## Texto para leitura
Por Gabriel Pinheiro | Colunista de Literatura

Felipe encontra uma caixa de sapatos no armário de tinha sido de sua avó. Dentro dela, entre outros itens familiares, estavam uma série de fotografias e documentos do seu falecido tio-avô, Ricardo, um homem com quem trocou poucas palavras mas que lhe deixou marcas ao morar na casa de sua mãe por cinco anos: “tempo suficiente para que gostássemos um do outro”. A partir dos poucos registros que sobreviveram ao tempo e das memórias familiares, o sobrinho-neto tenta reconstruir a figura do tio-avô. Quem foi aquele homem que, ao longo da vida, sempre morou de favor na casa de familiares – da irmã, da sobrinha – fazendo do diminuto espaço do quartinho da área de serviço seu universo particular. “Saia da frente do meu sol” é o novo livro de Felipe Charbel, lançado pela Autêntica Contemporânea.

Felipe Charbel (Créditos Ieda Magri)
Felipe Charbel (Créditos Ieda Magri)

“Pessoa complicada”, “solteirão convicto”, “esquisitão”

Esses são alguns dos adjetivos que, ao longo de décadas, circularam entre a família de Charbel para dizer de Ricardo. Uma voz indistinta, composta pelos muitos murmúrios, sussurros de um coletivo familiar, reservavam-no à essas categorias. Da parte dele, o silêncio e a reclusão contribuíam para que tais adjetivos, pouco a pouco, se tornassem aquilo que o definia. O tio estranho, de poucas palavras e, talvez, sem muita presença no bom funcionamento do núcleo familiar.

## Enunciado 1
Responda com base na resenha:
(a) Em que móvel Felipe acha a caixa de sapatos?
(b) Quanto tempo Ricardo morou na casa da mãe de Felipe?
(c) Qual editora lançou o livro "Saia da frente do meu sol"?
## Enunciado 2
Transcreva da resenha, sem mudar nada, o trecho que vai de "Felipe encontra uma" até "pela Autêntica Contemporânea.".

## Itens de dados

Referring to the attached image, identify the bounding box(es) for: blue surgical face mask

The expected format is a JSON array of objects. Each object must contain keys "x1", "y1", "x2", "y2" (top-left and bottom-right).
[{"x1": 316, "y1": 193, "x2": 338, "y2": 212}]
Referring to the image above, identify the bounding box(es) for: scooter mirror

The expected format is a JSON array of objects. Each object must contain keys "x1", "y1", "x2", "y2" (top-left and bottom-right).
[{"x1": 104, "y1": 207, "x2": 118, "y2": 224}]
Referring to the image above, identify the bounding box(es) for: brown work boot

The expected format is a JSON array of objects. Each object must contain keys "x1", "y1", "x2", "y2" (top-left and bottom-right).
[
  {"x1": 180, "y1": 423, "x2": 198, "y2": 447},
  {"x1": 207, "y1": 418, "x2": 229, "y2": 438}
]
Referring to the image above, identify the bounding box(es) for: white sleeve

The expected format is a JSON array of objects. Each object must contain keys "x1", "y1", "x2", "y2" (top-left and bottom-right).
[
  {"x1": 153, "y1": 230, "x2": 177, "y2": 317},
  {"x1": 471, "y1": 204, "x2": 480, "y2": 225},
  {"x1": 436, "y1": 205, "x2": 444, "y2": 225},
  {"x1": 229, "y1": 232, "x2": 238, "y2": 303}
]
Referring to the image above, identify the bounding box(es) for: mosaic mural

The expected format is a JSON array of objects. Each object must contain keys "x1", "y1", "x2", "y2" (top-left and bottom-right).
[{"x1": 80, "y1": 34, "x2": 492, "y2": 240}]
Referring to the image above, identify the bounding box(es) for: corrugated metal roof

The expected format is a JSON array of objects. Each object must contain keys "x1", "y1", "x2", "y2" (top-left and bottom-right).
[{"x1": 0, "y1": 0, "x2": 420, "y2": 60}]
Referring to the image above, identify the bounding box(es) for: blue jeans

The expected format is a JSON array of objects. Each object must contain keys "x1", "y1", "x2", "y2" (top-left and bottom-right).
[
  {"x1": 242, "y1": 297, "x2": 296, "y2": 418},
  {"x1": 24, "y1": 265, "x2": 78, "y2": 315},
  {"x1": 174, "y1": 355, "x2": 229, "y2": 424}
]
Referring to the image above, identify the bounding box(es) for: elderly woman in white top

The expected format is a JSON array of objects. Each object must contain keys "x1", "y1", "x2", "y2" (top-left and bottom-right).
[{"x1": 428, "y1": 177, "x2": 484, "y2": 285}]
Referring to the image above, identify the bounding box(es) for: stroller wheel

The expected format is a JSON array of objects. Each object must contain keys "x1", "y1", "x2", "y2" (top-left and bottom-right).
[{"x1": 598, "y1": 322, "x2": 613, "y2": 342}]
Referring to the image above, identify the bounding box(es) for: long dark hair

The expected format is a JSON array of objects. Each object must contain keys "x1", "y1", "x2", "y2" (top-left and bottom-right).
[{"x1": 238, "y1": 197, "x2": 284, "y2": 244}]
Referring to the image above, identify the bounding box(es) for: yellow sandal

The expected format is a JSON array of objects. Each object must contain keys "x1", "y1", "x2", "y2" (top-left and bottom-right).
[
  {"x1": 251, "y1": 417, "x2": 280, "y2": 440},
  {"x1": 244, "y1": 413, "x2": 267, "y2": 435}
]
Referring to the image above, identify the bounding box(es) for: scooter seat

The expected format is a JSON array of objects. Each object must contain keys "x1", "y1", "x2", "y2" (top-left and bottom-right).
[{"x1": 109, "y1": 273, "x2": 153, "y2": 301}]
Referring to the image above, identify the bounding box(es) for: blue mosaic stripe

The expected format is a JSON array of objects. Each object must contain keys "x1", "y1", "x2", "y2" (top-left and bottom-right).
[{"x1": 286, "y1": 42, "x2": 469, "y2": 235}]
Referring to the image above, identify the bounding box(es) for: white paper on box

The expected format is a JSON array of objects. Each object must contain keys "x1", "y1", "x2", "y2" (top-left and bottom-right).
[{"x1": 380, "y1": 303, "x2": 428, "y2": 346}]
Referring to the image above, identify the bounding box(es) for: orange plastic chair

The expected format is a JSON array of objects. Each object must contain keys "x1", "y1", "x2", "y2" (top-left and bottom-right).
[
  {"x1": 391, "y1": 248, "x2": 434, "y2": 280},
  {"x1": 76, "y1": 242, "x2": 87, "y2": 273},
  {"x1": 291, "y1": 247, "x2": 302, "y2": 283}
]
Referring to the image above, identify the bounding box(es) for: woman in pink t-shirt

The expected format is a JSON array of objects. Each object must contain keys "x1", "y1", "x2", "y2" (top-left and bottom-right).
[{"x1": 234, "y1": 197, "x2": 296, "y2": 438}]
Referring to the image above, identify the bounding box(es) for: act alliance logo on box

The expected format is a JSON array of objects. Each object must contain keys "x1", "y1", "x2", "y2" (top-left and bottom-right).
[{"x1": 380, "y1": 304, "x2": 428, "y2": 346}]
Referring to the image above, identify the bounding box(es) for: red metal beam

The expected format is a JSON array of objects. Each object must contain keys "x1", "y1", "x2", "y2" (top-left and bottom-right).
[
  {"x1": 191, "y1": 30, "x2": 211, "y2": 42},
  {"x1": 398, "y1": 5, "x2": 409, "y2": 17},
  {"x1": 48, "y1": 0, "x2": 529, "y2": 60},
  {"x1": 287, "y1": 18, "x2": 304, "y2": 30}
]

## Resolução 1
(a) No armário que tinha sido da avó dele.
(b) Cinco anos.
(c) A Autêntica Contemporânea.

## Resolução 2
Felipe encontra uma caixa de sapatos no armário de tinha sido de sua avó. Dentro dela, entre outros itens familiares, estavam uma série de fotografias e documentos do seu falecido tio-avô, Ricardo, um homem com quem trocou poucas palavras mas que lhe deixou marcas ao morar na casa de sua mãe por cinco anos: “tempo suficiente para que gostássemos um do outro”. A partir dos poucos registros que sobreviveram ao tempo e das memórias familiares, o sobrinho-neto tenta reconstruir a figura do tio-avô. Quem foi aquele homem que, ao longo da vida, sempre morou de favor na casa de familiares – da irmã, da sobrinha – fazendo do diminuto espaço do quartinho da área de serviço seu universo particular. “Saia da frente do meu sol” é o novo livro de Felipe Charbel, lançado pela Autêntica Contemporânea.